------ Page

The mother’s evidence is that the father spent a lot of time at the Army Reserve and she did most of the parenting. It was also her evidence that the father had never had a good relationship with her daughter C. She said that he either ignored her or treated her badly.
Mr S said that his children got on well with L, although he had recently consented to orders that the children should reside with their mother. He denied that he had a bad relationship with L and said that he got on well with him. He denied suggestions that he was harsh in his treatment of the child, saying that he had never laid a hand on him.
It was clear from the father’s evidence that his relationship with C is distant, although he said that he had looked after her on a couple of occasions since the parties separated. He does not get on well with
Mr S, which is hardly surprising, and does not believe that L is as close to Mr S’s children as the mother suggests. He did not believe that L wants to move out of S.
The father also relied on affidavits from his parents, H R B and M M B, and from his aunt, H B. These witnesses were not required to give oral evidence, and it is fair to say that was not of the same significance as the evidence of Mr Brown, Mrs Browne and Mr S. The father’s parents live at H, near T in New South Wales. Their evidence is generally supportive of the father’s case, and they detail instances when they have looked after L, either at their home or the father’s home.
The father’s aunt, H B, is a part of the father’s proposal to care for L. She deposed that she has eight grandchildren and two great grandchildren, and is available to care for L before or after school if required. Unfortunately, she was not interviewed for the purpose of the Family Report.
A Family Report was ordered for the purpose of these proceedings.
Mr N G, a Regulation 8 welfare officer, prepared the Report. He interviewed the father, the mother and Mr S. He also observed the child interacting with both his parents, with Mr S, and with C.
Mr G described L as a shy, quietly spoken boy, who was hesitant about declaring a position in the dispute. L said that he loved both his mother and his father and would not nominate one over the other as the parent with whom he wanted to live. He appeared to Mr G to be “comfortable and accepting” of Mr S’s place in his life.[1] Mr G said that Mr S had told him that he had no intention of replacing the Respondent as L’s father.[2]
[1] Family Report, paragraph 68.
[2] Family Report , paragraph 56
The counsellor expressed the view that if L moved with his mother, and if Mr S’s children also moved, there would be no disruption to his current residential family. His relationship with C was described as a “normal” brother/sister relationship.
On the other hand, the counsellor found it more difficult to assess the father’s proposal, “as his future place of residence was not known and the aunt, on whom he intended to rely for before and after school care, was not interviewed.”[3]
[3] Family Report, paragraph 92.

------------
------ Record set

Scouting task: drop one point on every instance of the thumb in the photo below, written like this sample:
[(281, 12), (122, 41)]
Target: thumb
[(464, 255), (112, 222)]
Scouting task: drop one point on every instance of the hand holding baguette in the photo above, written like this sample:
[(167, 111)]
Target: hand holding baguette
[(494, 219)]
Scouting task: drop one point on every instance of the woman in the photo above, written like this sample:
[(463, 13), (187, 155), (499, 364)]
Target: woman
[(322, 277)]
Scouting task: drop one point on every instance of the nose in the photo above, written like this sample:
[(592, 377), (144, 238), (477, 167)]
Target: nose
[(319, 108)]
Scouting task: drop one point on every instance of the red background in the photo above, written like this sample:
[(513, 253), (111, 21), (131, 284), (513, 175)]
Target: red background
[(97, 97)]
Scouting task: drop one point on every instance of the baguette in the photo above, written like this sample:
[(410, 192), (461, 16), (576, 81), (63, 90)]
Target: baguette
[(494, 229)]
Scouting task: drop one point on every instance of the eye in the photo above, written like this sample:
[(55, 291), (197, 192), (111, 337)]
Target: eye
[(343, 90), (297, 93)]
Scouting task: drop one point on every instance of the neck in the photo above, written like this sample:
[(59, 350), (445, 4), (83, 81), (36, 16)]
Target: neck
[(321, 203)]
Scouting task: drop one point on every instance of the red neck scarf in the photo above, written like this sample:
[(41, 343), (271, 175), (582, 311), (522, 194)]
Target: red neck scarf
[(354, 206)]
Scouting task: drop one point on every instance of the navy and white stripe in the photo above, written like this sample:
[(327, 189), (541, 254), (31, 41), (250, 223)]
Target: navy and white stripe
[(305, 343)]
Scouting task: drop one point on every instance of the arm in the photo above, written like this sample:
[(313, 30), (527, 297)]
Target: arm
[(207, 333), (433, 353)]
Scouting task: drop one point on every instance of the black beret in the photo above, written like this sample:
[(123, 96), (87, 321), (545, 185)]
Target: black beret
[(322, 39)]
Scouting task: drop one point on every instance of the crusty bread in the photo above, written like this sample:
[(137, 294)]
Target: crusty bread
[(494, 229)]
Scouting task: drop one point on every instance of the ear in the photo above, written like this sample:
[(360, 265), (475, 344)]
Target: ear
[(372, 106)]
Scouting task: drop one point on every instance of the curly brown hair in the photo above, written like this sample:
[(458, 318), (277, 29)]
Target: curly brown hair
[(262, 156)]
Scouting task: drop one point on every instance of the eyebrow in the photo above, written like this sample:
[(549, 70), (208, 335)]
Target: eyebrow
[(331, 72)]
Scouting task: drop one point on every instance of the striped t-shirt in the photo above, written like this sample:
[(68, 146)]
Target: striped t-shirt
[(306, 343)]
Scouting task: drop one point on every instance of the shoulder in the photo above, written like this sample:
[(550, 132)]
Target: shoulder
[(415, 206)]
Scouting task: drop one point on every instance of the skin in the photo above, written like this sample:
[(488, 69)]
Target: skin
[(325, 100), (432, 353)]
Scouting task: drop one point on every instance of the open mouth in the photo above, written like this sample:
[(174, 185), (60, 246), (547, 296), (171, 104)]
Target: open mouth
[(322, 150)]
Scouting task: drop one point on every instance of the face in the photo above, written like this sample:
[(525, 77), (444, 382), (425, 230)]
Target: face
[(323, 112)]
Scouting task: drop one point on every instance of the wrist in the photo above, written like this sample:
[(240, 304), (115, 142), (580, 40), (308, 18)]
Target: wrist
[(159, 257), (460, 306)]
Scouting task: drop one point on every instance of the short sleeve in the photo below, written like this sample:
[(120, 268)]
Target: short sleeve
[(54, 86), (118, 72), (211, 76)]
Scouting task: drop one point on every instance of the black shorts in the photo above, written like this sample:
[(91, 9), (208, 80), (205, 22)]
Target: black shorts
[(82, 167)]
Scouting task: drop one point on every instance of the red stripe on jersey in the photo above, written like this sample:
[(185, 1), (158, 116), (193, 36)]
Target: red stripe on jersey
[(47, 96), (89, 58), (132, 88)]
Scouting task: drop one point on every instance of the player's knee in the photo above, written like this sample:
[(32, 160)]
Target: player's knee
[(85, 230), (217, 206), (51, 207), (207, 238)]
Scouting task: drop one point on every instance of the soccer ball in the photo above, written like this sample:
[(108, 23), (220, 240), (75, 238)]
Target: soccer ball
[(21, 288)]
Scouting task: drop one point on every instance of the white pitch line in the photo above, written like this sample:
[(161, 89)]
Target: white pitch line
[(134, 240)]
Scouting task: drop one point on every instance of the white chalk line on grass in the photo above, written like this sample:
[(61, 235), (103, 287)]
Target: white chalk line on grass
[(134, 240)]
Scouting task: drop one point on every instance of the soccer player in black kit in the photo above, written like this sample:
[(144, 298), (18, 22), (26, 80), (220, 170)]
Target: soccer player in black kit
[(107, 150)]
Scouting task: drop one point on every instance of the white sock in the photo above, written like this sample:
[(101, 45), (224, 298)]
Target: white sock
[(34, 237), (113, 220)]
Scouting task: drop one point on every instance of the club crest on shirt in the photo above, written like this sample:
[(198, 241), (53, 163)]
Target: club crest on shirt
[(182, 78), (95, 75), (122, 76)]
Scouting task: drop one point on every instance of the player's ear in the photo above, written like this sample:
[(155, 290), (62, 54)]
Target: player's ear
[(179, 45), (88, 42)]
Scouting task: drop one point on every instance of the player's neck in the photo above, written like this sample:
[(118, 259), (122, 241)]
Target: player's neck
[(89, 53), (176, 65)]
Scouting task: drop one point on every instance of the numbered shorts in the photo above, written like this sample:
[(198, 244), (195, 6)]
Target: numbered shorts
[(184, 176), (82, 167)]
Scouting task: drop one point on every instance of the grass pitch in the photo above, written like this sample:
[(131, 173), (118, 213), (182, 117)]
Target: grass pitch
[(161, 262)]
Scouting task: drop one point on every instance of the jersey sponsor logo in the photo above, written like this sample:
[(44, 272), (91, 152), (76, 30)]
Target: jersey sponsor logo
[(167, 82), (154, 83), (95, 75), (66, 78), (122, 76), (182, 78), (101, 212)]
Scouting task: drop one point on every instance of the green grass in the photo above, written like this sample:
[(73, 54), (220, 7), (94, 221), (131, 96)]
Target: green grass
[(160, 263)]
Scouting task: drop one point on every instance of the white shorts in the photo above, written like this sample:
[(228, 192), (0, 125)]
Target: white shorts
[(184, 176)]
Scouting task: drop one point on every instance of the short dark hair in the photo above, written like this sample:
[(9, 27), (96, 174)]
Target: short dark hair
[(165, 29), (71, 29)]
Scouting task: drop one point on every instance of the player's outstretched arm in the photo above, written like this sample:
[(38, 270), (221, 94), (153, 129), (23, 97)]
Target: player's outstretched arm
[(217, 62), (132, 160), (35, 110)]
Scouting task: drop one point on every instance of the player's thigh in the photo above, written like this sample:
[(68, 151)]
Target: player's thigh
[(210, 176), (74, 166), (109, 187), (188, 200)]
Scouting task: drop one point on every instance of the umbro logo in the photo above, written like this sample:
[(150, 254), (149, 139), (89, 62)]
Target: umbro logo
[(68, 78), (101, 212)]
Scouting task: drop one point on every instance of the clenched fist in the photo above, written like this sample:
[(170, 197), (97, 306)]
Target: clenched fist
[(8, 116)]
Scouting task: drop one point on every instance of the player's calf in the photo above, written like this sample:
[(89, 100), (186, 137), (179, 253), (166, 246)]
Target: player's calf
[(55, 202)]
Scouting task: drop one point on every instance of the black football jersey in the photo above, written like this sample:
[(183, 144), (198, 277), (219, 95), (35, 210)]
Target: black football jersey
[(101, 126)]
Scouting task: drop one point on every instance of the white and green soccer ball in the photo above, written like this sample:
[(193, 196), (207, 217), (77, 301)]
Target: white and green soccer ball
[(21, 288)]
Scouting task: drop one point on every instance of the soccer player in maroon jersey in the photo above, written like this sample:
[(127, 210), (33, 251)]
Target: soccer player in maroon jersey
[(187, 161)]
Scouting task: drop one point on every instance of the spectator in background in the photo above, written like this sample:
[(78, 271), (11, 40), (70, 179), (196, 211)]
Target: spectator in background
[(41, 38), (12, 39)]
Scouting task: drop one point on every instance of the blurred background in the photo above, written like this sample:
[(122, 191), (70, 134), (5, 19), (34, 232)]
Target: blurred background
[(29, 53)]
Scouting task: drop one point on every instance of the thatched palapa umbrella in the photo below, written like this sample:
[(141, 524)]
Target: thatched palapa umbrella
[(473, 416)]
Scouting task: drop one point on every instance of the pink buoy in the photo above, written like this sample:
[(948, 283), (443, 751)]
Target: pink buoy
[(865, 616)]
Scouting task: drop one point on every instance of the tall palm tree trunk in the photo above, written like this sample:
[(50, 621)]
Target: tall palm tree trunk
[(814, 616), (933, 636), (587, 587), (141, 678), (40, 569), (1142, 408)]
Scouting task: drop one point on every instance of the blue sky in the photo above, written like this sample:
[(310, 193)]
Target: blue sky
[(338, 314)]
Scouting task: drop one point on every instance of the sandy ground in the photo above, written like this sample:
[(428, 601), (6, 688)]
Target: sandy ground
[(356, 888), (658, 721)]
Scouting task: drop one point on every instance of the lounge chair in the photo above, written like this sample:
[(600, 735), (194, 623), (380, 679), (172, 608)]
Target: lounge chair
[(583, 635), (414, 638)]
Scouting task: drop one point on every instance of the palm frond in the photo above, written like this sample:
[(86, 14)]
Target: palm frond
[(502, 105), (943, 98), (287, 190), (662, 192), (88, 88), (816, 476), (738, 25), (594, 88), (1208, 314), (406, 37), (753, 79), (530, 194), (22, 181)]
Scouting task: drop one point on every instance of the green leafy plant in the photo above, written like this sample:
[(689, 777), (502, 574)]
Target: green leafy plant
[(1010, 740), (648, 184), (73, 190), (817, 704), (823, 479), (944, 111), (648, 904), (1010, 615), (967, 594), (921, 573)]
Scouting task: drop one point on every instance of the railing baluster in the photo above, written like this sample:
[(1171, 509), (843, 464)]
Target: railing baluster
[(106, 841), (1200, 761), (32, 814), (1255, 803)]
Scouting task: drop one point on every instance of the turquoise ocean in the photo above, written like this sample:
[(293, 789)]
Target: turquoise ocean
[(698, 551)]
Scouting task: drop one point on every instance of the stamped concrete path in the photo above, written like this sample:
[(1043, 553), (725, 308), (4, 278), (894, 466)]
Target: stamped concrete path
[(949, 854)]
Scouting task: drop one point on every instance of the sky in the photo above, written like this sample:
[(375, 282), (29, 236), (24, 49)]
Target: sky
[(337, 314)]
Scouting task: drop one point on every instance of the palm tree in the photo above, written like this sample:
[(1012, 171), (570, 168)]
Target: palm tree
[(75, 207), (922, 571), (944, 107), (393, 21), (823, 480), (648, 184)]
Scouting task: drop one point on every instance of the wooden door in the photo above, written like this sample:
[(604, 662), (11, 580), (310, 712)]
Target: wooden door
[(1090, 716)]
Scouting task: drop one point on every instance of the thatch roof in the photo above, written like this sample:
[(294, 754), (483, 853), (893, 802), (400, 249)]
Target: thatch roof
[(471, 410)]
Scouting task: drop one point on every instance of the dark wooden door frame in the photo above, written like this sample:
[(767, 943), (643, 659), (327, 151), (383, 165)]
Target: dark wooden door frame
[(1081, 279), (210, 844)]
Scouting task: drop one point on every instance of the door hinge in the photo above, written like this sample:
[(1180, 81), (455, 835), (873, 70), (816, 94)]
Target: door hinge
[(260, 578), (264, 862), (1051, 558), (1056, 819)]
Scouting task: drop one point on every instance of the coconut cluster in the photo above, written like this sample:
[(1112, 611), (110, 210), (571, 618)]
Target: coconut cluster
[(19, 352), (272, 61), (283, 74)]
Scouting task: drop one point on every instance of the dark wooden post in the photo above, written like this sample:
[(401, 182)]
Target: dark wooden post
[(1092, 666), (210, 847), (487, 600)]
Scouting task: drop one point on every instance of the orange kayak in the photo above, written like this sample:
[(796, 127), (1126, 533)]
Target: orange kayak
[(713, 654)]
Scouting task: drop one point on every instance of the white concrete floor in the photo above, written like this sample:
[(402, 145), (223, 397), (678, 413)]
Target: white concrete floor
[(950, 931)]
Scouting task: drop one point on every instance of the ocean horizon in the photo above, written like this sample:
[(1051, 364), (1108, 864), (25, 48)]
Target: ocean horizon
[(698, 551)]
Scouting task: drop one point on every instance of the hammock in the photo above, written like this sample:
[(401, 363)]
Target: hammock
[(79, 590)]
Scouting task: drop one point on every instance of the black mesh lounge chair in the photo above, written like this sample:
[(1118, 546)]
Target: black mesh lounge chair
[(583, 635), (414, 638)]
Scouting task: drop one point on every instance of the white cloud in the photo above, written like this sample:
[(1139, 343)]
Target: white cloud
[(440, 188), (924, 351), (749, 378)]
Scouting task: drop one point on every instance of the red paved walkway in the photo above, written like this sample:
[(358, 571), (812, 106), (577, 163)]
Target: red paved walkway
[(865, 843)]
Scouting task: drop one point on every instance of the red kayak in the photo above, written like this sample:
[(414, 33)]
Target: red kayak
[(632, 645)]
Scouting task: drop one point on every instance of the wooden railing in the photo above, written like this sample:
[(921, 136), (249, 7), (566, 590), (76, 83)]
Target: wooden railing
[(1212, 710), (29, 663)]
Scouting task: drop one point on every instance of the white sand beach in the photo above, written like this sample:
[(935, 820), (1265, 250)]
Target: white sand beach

------------

▶ [Goals]
A – Answer these questions from the custody case text, each on its own line:
(i) Who prepared the Family Report?
(ii) Where do the father's parents live?
(iii) How many grandchildren does the father's aunt say she has?
B – Please reproduce the stretch of the custody case text from "It was clear" through "move out of S.".
This data comes from a separate source.

▶ [Answers to the exercise]
A –
(i) Mr N G, a Regulation 8 welfare officer.
(ii) At H, near T in New South Wales.
(iii) Eight.

B –
It was clear from the father’s evidence that his relationship with C is distant, although he said that he had looked after her on a couple of occasions since the parties separated. He does not get on well with
Mr S, which is hardly surprising, and does not believe that L is as close to Mr S’s children as the mother suggests. He did not believe that L wants to move out of S.